--- START ENTRIES SHOWN ---

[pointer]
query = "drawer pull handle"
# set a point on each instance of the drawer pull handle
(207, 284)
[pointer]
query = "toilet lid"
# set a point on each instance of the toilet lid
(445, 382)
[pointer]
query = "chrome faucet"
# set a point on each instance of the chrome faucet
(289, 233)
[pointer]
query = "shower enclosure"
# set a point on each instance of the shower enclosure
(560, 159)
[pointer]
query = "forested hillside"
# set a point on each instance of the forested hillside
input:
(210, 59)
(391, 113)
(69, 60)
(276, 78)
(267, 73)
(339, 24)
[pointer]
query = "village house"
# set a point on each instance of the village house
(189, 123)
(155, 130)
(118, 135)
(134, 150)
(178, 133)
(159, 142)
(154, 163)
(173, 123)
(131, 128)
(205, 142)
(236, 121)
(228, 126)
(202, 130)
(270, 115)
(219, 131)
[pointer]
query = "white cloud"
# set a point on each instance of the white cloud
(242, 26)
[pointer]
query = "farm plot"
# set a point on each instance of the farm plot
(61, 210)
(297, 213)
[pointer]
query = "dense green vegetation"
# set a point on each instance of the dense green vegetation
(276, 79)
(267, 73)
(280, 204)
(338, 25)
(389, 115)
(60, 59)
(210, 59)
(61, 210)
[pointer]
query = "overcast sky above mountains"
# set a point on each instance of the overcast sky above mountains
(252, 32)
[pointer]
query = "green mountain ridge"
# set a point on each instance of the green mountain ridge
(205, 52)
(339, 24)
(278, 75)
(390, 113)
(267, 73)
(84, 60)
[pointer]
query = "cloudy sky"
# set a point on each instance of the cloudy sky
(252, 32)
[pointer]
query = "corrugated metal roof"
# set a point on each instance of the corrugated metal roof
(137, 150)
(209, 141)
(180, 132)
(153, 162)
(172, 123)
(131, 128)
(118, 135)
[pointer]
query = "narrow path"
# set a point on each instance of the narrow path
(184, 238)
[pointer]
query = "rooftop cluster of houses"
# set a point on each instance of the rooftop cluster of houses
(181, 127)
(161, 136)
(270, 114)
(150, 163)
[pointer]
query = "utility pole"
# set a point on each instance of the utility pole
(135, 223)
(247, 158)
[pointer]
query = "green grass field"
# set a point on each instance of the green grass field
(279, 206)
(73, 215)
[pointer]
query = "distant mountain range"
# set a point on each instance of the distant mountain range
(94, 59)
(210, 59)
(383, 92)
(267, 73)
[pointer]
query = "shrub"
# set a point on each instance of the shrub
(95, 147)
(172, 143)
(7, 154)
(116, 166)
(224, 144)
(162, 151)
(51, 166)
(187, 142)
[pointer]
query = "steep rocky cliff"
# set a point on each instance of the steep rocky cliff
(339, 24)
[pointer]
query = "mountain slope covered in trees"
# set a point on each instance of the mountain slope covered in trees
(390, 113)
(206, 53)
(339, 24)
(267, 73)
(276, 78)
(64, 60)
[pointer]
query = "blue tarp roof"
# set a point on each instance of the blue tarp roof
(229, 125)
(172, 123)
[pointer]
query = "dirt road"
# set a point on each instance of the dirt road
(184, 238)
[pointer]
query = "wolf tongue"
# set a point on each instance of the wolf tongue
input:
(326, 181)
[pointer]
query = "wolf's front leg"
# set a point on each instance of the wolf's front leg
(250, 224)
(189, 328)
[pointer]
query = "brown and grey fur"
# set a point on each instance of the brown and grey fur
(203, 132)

--- END ENTRIES SHOWN ---

◆ **EXERCISE OBJECTIVE**
Please set down all the data word for word.

◆ **RESPONSE**
[pointer]
query = "drawer pull handle"
# set a point on each instance of the drawer pull handle
(207, 284)
[pointer]
query = "toilet lid"
# set a point on each instance of the toilet lid
(445, 382)
[pointer]
query = "chrome faucet"
# set a point on each instance of the chrome faucet
(289, 233)
[pointer]
query = "shower enclosure"
# set a point on each instance of the shower enclosure
(560, 159)
[pointer]
query = "forested hillside"
# set a point on each instance of the forested hillside
input:
(210, 59)
(391, 113)
(69, 60)
(276, 78)
(267, 73)
(339, 24)
[pointer]
query = "village house"
# set a point on each instance of the village house
(189, 123)
(155, 130)
(118, 135)
(134, 150)
(178, 133)
(159, 142)
(154, 163)
(173, 123)
(131, 128)
(205, 142)
(236, 121)
(228, 126)
(202, 130)
(270, 115)
(219, 131)
[pointer]
query = "white cloud"
# set a point on each instance of the white cloud
(242, 26)
[pointer]
query = "farm plot"
# set a point on each instance of the farm plot
(61, 210)
(297, 213)
[pointer]
query = "dense green vegetation"
# set a point on each instance of the dense green vegetation
(276, 79)
(267, 73)
(280, 204)
(338, 25)
(389, 115)
(60, 59)
(210, 59)
(61, 210)
[pointer]
query = "overcast sky above mountains"
# set a point on each instance of the overcast sky above mountains
(252, 32)
[pointer]
query = "green mountain ridge"
# set a point on each instance of the green mountain ridge
(205, 52)
(339, 24)
(278, 75)
(390, 113)
(267, 73)
(84, 60)
[pointer]
query = "cloudy sky"
# set a point on each instance of the cloudy sky
(252, 32)
[pointer]
query = "corrugated metal roof"
# set a point on each instance of the corrugated metal roof
(137, 150)
(209, 141)
(180, 132)
(153, 162)
(172, 123)
(131, 128)
(118, 135)
[pointer]
query = "narrow path"
# set a point on each instance of the narrow path
(184, 238)
[pointer]
query = "rooftop cluster of houses"
# set a point on each instance of the rooftop cluster of houses
(181, 127)
(161, 136)
(270, 114)
(150, 163)
[pointer]
query = "utility pole"
# set a point on each instance of the utility pole
(135, 223)
(247, 158)
[pointer]
query = "green grass field"
# set a point on each instance of the green grass field
(279, 206)
(73, 215)
[pointer]
query = "distant mountain range"
# set a point on each instance of the distant mountain range
(94, 59)
(210, 59)
(383, 92)
(267, 73)
[pointer]
query = "shrub"
# set a point on each instance of the shrub
(95, 147)
(172, 143)
(7, 154)
(116, 166)
(224, 144)
(162, 151)
(51, 166)
(187, 142)
[pointer]
query = "steep rocky cliff"
# set a point on each instance of the steep rocky cliff
(339, 24)
[pointer]
query = "mountain slope covered in trees"
# set a point on each instance of the mountain slope covered in trees
(390, 113)
(206, 53)
(339, 24)
(267, 73)
(276, 78)
(64, 60)
[pointer]
query = "blue tarp roof"
# set a point on each instance of the blue tarp roof
(229, 125)
(172, 123)
[pointer]
query = "dirt road"
# set a point on each instance of the dirt road
(184, 238)
[pointer]
query = "wolf tongue"
# set a point on each instance of the wolf tongue
input:
(326, 181)
[pointer]
query = "wolf's front leg"
# set a point on each instance of the wolf's front leg
(250, 224)
(189, 328)
[pointer]
query = "brown and grey fur"
# set a point on each instance of the brown and grey fur
(203, 132)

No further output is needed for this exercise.